What is needed:
In the listing below, change "verify and re-annotate" to "check and relabel" wherever it occurs and write out all the lines again with nothing else altered.

Task data:
——————

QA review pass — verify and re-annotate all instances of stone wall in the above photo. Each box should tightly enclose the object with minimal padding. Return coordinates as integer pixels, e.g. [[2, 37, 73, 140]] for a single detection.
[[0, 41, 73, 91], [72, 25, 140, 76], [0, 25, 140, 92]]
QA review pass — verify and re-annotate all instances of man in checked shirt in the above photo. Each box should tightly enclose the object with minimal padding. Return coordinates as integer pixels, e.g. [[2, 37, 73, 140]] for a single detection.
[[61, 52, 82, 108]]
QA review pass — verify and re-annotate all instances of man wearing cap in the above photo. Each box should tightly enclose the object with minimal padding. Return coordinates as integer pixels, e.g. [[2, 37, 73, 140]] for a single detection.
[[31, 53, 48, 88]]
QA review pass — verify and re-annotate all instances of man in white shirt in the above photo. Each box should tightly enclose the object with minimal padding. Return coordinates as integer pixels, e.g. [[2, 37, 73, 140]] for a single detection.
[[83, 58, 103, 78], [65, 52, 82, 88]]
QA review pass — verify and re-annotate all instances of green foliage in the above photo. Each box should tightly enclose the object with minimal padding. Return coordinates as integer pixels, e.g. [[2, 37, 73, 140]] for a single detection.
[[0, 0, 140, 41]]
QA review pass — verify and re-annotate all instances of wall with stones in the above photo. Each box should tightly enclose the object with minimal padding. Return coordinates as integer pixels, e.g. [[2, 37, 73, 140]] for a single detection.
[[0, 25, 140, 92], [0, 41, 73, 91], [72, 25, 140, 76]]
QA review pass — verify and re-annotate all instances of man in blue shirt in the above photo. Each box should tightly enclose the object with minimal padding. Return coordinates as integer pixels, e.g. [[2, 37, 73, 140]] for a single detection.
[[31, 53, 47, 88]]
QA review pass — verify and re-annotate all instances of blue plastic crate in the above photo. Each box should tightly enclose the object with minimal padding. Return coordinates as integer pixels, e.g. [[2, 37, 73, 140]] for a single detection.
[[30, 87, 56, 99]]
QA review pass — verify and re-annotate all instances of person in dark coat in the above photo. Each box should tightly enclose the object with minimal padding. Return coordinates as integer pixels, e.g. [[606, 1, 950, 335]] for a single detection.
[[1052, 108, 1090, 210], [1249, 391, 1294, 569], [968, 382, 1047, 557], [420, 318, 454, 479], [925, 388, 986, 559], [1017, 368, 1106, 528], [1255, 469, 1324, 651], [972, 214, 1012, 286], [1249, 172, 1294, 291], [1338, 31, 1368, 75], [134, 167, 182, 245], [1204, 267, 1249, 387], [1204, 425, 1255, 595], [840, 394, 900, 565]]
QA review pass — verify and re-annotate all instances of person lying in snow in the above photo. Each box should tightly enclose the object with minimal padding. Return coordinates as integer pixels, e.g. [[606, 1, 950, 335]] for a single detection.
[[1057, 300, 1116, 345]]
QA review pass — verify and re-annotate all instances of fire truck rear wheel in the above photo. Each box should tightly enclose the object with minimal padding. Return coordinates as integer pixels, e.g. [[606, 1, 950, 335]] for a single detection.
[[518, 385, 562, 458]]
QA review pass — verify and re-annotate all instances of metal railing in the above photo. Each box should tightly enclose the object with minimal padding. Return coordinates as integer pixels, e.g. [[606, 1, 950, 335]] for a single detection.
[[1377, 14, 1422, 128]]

——————

Answer to the task:
QA review pass — check and relabel all instances of stone wall in the above photo. Each box should tightly enclose the object with minimal padding. Return coordinates as integer pixels, e.g. [[2, 37, 73, 140]] for a single detection.
[[0, 41, 73, 91], [72, 25, 140, 76], [0, 25, 140, 92]]
QA review pass — check and relabel all instances of man in checked shirt in the above photo. Each box should tightly enclose the object with minimal padding. Return coordinates as integer pixels, e.g. [[2, 37, 73, 140]] for a single detection.
[[61, 52, 82, 108]]
QA review pass — check and relabel all instances of man wearing cap in the above photo. Each box should tightly enclose the object with minimal padding. Return coordinates as integer pixels, e.g. [[2, 37, 73, 140]] for a single detection.
[[31, 53, 48, 88]]
QA review pass — check and relabel all instances of man in white shirt in the above photo. Each box should tightly enclose the object with minimal padding. Return coordinates as integer pixels, e.g. [[2, 37, 73, 140]] for a single detection.
[[83, 58, 103, 78], [65, 52, 82, 88]]
QA review pass — check and relabel all instances of green foliage in the above photo. Each box should tightly enclose the object with minimal padding. Return coordinates as integer pixels, e.g. [[2, 37, 73, 140]] for a single detection.
[[0, 0, 140, 41]]
QA review pass — check and relabel all instances of wall with stones in the above photo. Each box should tightly enclose the object with minimal padding. Return coordinates as integer pixels, e.g. [[2, 37, 73, 140]] for a single detection.
[[0, 25, 140, 92], [0, 41, 73, 91], [72, 25, 140, 76]]
QA review pass — check and relabel all instances of man in blue shirt in the above photo. Each box should tightly enclose the object with minimal padding. Return coordinates as integer pixels, e.g. [[2, 37, 73, 140]] for a single detection.
[[31, 53, 47, 88]]
QA review pass — check and relabel all instances of blue plastic crate in the above photo. Each box should tightly enclose the object with minimal padding. Return coordinates as integer pixels, e.g. [[2, 37, 73, 140]] for a single detection.
[[30, 87, 56, 99]]
QA review pass — check and relabel all instances of person in dark coat in the above photo. Each box should tightly enclose the object with minimal padding. Return coordinates as integer pixels, e.g. [[606, 1, 950, 335]] for a single detection.
[[1052, 108, 1090, 210], [1249, 391, 1294, 569], [968, 382, 1047, 557], [420, 318, 454, 479], [925, 388, 986, 559], [1017, 368, 1106, 528], [1255, 469, 1324, 651], [972, 214, 1012, 286], [1249, 172, 1294, 291], [1338, 31, 1368, 75], [134, 167, 182, 245], [1204, 267, 1249, 387], [1204, 425, 1255, 595], [840, 394, 900, 565]]
QA review pass — check and relabel all instances of person lying in snow in the above photo. Each box should tightly enclose the object with minimal padding. Return coordinates as integer pixels, e.g. [[606, 1, 950, 335]] for a single detection.
[[1057, 300, 1116, 345]]
QA review pass — check and relabel all instances of fire truck rear wheel in the above photo. Each box should tightly enclose the object with minimal padding. Return coordinates as integer pixels, e.g. [[606, 1, 950, 335]] for a single detection.
[[518, 385, 562, 458]]
QA review pass — check and relabel all instances of metal railing in the above photo. Each box should tightly enclose the object with minimal padding. Return coordinates as integer pixels, e.g. [[606, 1, 950, 335]] for a single detection.
[[1377, 14, 1422, 128]]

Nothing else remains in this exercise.